Overview
Access to resources in google (bigquery, drive, etc) will depend on where the user is connecting from:
- Local desktop: any method is fine
- Workbench / server web app based: “OOB” workflows or non-interactive
- Connect / server web app non-interactive: Non-interactive only
Interactive workflow
In order to get this working on Workbench, we need to use the OOB method so we don’t have to mess with bouncing between URL’s.
library(googlesheets4)
library(gargle)
library(googledrive)
# load/refresh existing credentials, if available
# otherwise, go to browser for authentication and authorization (only works if not behind a proxy)
drive_auth()
options(gargle_oauth_client_type = "web") # pseudo-OOB, use this when on Workbench, Connect, etc.
# options(gargle_oauth_client_type = "installed") # conventional OOB - this doesn't work for me, looks like it was deprecated in 2023
Hacky workflow AKA Oauth user token re-discovered
The idea is to make it render once, then use the token in the cache for future authentications. This will likely need to be periodically updated (think, annually) whenever the token expires.
This is the least recommended because of security challenges and having to manage an ecosystem of tokens, but it’s hard to deny the appeal because it means a service account isn’t needed!
We’ll need to change the location of the cached token to within the project so that when we deploy to Connect it will be included. Security here is tricky since the token is an exposed file, so care should be taken.
Reference: https://gargle.r-lib.org/articles/non-interactive-auth.html#sidebar-1-deployment
Step 1: Do this once interactively to get a token
# Get a token interactively, but we can reuse it later
# pseudo-OOB - this will bounce us out to a webpage, but we don't have to bounce back, we'll copy a code instead that we'll use like a password
options(gargle_oauth_client_type = "web")

### [Source excerpt]
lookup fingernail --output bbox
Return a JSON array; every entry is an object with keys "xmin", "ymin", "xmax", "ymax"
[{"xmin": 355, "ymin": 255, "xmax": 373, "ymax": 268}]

### [Tasks for this exercise]
1. Reproduce the part of the Google authentication text starting with "This is the" and going on through "should be taken.".
2. Pick up the Google authentication text in R where it stops and keep writing.

### [In response]
1.
This is the least recommended because of security challenges and having to manage an ecosystem of tokens, but it’s hard to deny the appeal because it means a service account isn’t needed!
We’ll need to change the location of the cached token to within the project so that when we deploy to Connect it will be included. Security here is tricky since the token is an exposed file, so care should be taken.

2.
# designate project-specific cache
options(gargle_oauth_cache = ".secrets")
# do anything that triggers auth, in this case I want to tie it to my email identity
options(gargle_oauth_email = "lisamaeanders@gmail.com")
drive_auth(email = "lisamaeanders@gmail.com", cache = ".secrets", use_oob = TRUE)
# use a 'read only' scope, so it's impossible to edit or delete files
drive_auth(scopes = "drive.readonly")
# This sets an option that allows gargle to use cached tokens whenever there’s a unique match:
#options(gargle_oauth_email = TRUE)
Step 2: Downstream use we will reuse the token we got interactively earlier
# Revise code so it uses the pre-authorized token
drive_auth(cache = ".secrets", email = "lisamaeanders@gmail.com", use_oob = TRUE)
# now use googledrive
drive_find(n_max = 1)
When deployed in GCP use existing cloud credentials and go “keyless”
When deployed already in GCP then there is an underlying service account already assigned to your infrastructure. The gotcha is that it is unlikely that the pre-existing service account has the “scope” IE the access to what you need.
Additional scopes need to be added to that service account identity, for example:
- That authentication might be successful for BigQuery, because the service account has the scope ‘cloud-platform’
- That authentication won’t be successful for drive, because it doesn’t have the ‘drive’ scope
Additional scope is added at the GCP compute instance level either when the instance is created or the instance can be stopped and the scope added.
Check for GCE credentials with (super curious what this returns for you, probably worth saving the output so it can be restored in the future if needed):
credentials_gce()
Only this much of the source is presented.